Position identification records>
■ ■ ■ ■ ■ ■ ■
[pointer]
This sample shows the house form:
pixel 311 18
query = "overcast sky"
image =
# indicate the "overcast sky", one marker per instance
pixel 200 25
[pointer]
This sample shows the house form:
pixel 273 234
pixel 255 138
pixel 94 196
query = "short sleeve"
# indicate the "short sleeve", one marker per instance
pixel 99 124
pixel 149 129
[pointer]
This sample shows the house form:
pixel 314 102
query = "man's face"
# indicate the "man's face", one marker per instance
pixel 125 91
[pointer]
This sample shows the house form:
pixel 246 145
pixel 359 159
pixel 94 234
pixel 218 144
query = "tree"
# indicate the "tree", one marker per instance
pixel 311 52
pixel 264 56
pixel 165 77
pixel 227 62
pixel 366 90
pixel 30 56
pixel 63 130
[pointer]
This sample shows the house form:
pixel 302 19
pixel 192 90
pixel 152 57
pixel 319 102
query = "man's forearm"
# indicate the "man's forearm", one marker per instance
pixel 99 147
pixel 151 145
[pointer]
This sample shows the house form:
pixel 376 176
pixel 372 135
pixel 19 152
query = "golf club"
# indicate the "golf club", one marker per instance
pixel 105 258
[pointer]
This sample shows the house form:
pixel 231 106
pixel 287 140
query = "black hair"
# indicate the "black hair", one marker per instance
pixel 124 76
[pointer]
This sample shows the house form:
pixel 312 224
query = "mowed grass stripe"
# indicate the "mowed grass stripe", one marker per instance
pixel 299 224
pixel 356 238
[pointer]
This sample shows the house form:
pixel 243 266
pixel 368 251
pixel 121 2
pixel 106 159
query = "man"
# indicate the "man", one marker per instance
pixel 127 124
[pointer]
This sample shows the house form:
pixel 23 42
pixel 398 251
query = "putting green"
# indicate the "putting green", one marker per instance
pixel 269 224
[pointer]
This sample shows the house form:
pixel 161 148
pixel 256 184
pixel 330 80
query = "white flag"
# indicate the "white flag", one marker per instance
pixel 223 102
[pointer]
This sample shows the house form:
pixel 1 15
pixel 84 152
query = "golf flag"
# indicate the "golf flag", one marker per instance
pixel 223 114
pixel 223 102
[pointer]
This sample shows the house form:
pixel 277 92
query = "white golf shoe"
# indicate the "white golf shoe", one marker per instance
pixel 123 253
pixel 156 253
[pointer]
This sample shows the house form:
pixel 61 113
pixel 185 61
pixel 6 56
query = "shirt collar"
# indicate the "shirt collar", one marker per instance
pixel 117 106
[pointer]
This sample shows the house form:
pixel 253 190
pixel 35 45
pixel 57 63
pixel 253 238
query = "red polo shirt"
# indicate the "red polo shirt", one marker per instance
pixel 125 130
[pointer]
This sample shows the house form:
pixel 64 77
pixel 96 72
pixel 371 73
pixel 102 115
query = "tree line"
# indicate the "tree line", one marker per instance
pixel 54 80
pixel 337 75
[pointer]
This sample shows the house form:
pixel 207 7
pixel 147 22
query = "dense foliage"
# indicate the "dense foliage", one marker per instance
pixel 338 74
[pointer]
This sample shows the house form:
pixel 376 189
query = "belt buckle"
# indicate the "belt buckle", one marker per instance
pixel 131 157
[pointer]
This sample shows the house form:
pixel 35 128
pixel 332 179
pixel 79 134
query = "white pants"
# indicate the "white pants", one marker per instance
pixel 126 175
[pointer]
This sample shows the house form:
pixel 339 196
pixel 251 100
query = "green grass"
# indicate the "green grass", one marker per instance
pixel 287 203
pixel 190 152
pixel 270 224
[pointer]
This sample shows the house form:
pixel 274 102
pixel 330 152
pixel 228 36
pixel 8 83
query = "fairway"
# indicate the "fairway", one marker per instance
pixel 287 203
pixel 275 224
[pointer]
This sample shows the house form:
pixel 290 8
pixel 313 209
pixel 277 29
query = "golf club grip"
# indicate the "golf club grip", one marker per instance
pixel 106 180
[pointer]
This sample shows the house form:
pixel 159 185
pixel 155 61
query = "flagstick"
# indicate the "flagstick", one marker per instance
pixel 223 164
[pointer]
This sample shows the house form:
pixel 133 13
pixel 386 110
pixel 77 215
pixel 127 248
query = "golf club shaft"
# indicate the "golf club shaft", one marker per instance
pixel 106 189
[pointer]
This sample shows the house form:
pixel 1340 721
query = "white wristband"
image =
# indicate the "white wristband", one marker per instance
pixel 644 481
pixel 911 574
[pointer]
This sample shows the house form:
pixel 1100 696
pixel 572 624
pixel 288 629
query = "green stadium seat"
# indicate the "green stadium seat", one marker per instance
■ ■ ■ ■ ■ ■ ■
Find every line in the data above that contains the string "belt", and copy each of those lines.

query = "belt buckle"
# indicate the "belt buckle", one marker per instance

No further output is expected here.